▶ Task description: The line containing "Locate the snake" marks the start; repeat it and every following line exactly through the end of the entries.

*** Given records

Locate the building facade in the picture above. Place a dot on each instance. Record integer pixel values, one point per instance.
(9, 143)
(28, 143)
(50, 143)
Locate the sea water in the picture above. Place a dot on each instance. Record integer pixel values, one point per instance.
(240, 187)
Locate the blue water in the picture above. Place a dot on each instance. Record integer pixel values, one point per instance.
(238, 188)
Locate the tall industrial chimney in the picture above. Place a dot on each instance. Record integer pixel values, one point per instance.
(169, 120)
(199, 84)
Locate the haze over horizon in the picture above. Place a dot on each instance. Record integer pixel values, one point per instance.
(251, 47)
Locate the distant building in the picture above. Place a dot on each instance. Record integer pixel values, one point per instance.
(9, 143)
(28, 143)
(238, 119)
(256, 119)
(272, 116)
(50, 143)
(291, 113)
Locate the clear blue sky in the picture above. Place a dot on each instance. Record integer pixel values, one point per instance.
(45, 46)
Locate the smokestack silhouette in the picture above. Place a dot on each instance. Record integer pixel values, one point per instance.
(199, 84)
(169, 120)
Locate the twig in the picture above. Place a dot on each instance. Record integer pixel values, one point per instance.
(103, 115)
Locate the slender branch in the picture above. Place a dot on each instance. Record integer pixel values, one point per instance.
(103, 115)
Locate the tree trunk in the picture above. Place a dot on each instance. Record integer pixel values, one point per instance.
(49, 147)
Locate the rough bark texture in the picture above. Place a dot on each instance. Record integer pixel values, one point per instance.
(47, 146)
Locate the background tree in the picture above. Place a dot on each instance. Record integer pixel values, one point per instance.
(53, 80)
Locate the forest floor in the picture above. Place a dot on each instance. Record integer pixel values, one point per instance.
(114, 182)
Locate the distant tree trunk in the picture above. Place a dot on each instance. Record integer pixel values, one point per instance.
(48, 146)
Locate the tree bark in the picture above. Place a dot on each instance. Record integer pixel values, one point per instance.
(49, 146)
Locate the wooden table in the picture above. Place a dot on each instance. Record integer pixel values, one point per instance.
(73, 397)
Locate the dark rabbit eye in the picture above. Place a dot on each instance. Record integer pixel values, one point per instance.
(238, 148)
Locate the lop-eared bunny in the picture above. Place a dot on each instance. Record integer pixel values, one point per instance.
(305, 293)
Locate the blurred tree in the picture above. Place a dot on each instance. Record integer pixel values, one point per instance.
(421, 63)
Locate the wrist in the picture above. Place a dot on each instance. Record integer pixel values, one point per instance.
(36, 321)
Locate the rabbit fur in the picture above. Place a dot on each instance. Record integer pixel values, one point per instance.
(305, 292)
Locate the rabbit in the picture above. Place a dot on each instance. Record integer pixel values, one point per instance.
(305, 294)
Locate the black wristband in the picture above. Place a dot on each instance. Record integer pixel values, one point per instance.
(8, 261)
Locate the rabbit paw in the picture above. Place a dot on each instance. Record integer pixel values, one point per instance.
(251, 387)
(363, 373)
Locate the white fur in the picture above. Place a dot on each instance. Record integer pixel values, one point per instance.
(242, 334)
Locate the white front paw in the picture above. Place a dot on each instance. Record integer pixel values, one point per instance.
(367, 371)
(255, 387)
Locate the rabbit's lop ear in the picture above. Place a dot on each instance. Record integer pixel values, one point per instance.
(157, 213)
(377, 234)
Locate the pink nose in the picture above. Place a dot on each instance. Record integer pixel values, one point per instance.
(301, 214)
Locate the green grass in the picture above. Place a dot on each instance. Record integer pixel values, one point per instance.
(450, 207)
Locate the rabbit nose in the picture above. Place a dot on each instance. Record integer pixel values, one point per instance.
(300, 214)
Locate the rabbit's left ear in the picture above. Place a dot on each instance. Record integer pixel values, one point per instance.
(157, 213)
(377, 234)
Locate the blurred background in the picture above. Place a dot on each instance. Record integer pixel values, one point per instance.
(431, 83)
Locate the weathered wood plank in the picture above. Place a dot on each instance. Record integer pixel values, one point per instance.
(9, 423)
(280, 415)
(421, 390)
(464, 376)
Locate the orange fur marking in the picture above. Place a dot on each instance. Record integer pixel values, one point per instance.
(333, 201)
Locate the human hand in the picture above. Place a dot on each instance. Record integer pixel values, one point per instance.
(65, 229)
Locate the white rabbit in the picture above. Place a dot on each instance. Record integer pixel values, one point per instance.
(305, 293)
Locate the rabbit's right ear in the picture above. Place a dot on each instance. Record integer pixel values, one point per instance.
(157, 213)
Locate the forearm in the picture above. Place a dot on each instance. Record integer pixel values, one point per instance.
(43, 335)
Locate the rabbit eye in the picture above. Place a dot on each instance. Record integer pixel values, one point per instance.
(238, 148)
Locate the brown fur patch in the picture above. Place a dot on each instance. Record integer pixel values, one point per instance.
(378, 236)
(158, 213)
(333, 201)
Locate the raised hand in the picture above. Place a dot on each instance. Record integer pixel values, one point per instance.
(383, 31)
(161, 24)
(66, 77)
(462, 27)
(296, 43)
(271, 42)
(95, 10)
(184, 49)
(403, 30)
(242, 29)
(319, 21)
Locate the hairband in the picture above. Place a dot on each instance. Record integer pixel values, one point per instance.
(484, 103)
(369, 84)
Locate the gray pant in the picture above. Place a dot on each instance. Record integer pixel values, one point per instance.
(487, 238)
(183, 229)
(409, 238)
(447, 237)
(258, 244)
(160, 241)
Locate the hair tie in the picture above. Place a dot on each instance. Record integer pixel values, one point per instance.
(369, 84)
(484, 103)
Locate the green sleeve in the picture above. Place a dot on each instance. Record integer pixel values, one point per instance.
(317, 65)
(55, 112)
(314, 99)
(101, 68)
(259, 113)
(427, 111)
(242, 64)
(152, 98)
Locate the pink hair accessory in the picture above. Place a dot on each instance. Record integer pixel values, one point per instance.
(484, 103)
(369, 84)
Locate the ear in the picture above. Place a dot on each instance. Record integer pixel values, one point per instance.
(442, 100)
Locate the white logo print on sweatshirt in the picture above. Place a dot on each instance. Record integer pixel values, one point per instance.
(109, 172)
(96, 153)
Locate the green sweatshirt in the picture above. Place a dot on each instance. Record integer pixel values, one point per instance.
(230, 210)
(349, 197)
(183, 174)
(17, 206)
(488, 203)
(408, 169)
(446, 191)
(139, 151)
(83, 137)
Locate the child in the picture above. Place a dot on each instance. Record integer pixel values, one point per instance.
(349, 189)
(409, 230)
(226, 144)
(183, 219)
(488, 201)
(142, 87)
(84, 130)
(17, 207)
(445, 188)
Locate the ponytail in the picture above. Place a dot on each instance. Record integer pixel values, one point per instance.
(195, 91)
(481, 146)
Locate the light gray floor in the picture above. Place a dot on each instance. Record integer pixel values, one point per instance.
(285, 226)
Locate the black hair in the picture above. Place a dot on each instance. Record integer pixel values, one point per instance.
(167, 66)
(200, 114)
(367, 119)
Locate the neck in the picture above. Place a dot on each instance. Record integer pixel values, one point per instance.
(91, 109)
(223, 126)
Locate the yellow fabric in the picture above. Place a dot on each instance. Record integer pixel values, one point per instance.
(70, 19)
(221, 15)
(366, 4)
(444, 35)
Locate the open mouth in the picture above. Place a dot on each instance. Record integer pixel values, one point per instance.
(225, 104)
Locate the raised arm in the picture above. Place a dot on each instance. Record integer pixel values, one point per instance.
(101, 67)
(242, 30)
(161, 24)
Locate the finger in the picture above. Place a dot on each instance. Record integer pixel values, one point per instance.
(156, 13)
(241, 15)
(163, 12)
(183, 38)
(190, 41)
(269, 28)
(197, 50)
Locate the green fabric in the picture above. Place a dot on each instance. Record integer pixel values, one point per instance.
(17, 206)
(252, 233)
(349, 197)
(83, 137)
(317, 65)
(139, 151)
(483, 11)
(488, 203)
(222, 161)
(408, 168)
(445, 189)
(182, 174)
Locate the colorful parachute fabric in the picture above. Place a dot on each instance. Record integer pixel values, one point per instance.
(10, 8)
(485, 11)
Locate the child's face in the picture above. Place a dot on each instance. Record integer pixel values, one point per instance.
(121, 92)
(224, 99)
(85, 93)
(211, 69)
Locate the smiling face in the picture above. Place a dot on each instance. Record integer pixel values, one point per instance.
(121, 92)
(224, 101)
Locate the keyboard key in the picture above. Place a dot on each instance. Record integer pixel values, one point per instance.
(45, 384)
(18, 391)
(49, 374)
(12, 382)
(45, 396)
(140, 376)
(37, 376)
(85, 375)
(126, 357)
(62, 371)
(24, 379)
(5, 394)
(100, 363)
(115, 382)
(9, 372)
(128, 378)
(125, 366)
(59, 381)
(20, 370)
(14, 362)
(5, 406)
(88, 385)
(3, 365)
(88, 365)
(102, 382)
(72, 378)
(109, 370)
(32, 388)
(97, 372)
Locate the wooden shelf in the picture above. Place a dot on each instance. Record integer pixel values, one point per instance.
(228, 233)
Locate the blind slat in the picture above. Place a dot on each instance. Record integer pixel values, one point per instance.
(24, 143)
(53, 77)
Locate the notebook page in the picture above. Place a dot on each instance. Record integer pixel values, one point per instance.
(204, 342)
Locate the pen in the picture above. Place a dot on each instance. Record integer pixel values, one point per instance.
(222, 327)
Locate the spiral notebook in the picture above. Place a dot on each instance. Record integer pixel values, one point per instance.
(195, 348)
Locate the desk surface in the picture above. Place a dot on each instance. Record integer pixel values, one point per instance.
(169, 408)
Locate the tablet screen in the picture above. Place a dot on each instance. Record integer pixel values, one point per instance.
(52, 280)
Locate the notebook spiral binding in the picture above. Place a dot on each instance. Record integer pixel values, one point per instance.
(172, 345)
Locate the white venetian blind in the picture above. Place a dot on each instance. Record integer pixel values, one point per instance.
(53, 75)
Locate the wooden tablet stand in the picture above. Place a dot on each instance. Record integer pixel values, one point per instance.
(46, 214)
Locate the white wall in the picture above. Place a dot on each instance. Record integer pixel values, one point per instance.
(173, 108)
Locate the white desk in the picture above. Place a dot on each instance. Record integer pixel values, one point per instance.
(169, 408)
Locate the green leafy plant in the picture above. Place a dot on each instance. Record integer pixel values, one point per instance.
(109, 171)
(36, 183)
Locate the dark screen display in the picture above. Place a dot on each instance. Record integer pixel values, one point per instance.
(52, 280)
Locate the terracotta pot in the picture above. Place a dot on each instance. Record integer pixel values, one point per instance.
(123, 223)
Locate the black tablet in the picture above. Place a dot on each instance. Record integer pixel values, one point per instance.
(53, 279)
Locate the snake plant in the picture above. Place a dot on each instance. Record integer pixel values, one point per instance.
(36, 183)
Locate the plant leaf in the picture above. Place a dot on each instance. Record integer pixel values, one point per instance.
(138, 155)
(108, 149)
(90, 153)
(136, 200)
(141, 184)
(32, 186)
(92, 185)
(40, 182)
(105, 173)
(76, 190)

******

▶ Output of the task:
Locate the snake plant in the picture above. Place a dot on each instance. Record integer pixel values, one point per instance.
(36, 183)
Locate the plant leaf in the picture above. Place a dot on each instance. Record integer pixel values, one point per instance.
(138, 155)
(108, 149)
(90, 153)
(136, 200)
(141, 184)
(32, 186)
(92, 185)
(40, 182)
(105, 173)
(76, 190)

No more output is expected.